Written task 1:
Which people are named in the passage below about Interview with the Vampire?
Written task 2:
Answer these from the passage below about Interview with the Vampire:
(a) Where did Anne Rice deliver the speech mentioned?
(b) What is her only regret after the novel's success?
(c) Which readers are unlikely to get past the first chapter?

Extracted text:
Interview with the Vampire
In a speech delivered at the annual Conference on Publishing at Stanford University, Anne Rice remarked that her only regret following the phenomenal success of Interview with the Vampire, her first novel, has been her choice of the title. Reactions since the book’s publication indicate that the word “vampire” was too highly charged, too laden with strong connotations to allow the straightforward, objective response aimed for in the noncommittal description of the work as an “interview.” For some readers, mention of vampires recalls the classic Bram Stoker creation; for the majority, the word conjures up a potpourri of images culled from fourth-rate five o’clock “creature features”: silver bullets, wooden stakes, and crucifixes; howling wolves and mouldering castles in Transylvania; blood and fangs à la Christopher Lee. Thus, readers expecting a sensational gothic thriller are unlikely to get past the first chapter of Rice’s book, or serious readers past the cover.

Raw records:

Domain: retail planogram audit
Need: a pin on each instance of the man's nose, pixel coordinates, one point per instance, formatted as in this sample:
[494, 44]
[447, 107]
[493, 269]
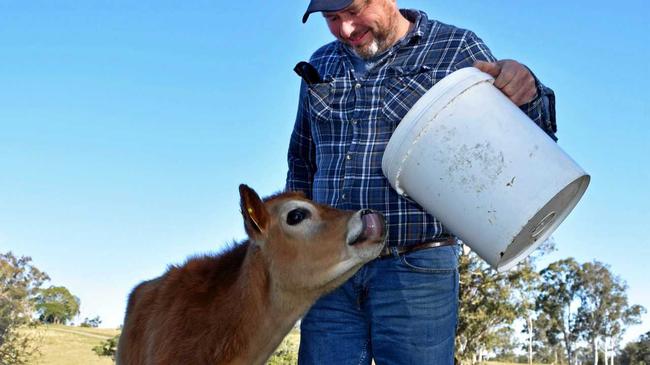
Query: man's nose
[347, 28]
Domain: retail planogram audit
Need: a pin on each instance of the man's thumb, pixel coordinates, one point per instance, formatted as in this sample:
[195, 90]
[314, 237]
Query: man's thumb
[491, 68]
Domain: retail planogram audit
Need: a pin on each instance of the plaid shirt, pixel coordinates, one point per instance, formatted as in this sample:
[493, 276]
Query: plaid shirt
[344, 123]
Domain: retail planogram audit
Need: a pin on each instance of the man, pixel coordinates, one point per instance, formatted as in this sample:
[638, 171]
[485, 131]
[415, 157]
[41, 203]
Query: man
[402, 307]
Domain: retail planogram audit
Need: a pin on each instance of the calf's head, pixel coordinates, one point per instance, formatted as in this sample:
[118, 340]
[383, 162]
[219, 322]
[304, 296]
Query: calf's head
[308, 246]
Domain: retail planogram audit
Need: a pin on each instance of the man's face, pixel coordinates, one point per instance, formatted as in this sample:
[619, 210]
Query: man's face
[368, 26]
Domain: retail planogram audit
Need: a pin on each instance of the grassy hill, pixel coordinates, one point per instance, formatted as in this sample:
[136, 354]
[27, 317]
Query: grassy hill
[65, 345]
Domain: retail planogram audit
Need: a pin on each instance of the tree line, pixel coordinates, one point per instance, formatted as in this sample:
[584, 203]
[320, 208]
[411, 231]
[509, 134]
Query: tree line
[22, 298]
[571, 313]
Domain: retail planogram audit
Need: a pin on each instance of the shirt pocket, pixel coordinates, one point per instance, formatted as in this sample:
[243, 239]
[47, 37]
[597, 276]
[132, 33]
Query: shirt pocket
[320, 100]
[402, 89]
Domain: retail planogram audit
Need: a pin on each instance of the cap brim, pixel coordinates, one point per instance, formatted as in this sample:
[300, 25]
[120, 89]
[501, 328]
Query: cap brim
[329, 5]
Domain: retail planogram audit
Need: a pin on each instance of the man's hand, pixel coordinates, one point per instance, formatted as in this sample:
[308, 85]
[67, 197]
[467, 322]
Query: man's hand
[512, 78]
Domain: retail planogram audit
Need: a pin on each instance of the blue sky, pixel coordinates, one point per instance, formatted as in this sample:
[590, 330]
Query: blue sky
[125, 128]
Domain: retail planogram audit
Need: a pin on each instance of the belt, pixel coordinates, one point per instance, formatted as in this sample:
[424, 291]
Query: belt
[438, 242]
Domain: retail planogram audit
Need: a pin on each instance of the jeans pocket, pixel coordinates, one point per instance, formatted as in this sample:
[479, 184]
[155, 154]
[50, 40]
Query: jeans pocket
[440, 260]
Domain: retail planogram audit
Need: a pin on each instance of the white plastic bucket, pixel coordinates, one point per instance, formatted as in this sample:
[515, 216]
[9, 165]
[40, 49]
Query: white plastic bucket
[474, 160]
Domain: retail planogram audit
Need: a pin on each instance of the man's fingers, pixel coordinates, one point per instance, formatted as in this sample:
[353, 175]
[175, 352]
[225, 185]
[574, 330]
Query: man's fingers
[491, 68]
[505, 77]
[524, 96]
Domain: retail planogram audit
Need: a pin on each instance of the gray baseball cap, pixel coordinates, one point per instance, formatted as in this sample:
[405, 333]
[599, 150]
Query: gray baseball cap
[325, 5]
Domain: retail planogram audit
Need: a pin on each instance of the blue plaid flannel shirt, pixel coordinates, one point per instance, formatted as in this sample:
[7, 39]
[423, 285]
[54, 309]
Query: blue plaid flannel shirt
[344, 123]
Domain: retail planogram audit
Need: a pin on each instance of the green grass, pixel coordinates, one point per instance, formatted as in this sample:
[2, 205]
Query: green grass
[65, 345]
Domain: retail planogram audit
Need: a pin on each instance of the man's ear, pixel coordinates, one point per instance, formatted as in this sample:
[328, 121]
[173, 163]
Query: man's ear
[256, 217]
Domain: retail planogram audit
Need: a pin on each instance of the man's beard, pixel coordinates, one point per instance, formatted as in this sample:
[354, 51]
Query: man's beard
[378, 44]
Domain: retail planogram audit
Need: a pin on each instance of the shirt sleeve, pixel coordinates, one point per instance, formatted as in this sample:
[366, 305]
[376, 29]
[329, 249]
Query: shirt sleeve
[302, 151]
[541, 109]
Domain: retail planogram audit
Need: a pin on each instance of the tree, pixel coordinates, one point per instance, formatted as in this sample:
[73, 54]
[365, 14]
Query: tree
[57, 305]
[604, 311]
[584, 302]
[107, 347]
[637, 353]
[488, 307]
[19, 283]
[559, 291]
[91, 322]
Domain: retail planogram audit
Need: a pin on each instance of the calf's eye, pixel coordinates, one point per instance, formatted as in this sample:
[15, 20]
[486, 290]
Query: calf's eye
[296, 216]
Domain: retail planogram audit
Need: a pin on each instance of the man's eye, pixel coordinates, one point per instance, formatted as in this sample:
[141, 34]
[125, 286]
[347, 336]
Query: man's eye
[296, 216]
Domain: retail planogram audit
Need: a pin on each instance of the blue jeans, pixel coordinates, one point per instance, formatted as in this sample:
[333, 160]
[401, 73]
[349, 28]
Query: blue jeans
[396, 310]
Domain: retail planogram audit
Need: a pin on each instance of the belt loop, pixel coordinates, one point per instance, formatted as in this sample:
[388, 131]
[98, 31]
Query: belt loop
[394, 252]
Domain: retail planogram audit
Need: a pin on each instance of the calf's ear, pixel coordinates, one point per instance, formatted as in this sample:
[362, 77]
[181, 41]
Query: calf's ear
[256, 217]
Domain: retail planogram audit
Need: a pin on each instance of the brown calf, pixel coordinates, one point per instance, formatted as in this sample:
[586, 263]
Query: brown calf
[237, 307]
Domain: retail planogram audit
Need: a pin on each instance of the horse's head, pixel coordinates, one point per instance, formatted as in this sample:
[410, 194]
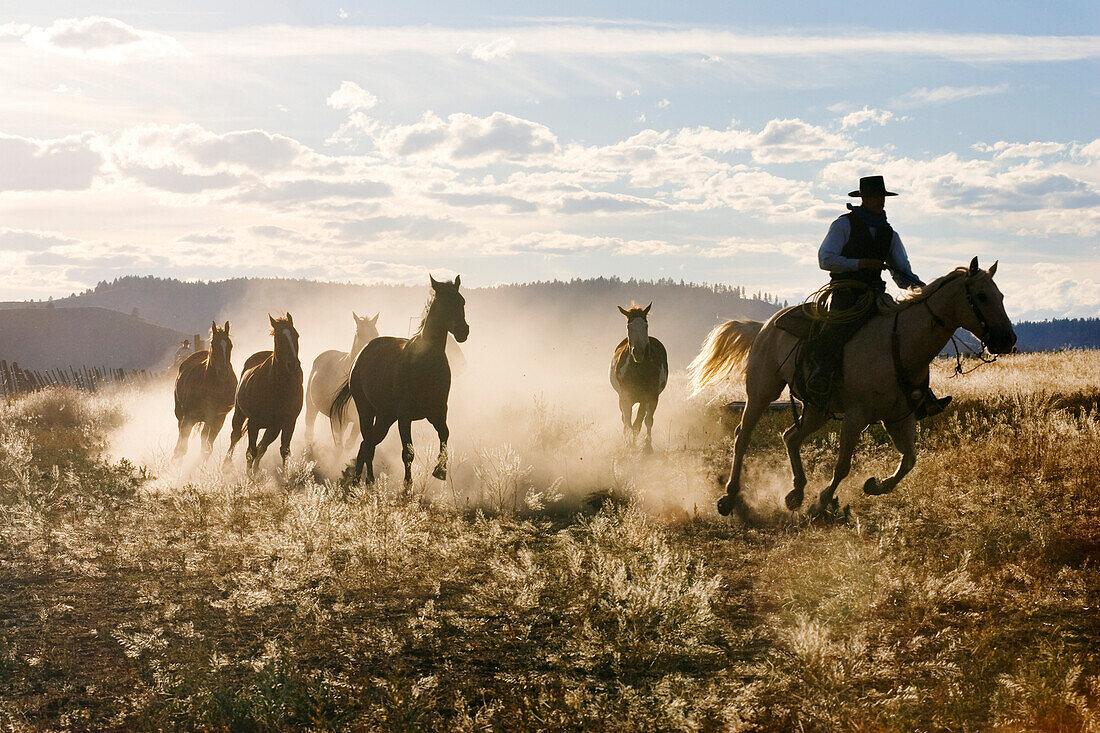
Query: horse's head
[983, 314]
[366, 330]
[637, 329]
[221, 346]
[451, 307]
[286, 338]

Correct output 1:
Anne Rice, Bram Stoker, Christopher Lee

Correct output 2:
(a) At the annual Conference on Publishing at Stanford University.
(b) Her choice of the title.
(c) Readers expecting a sensational gothic thriller.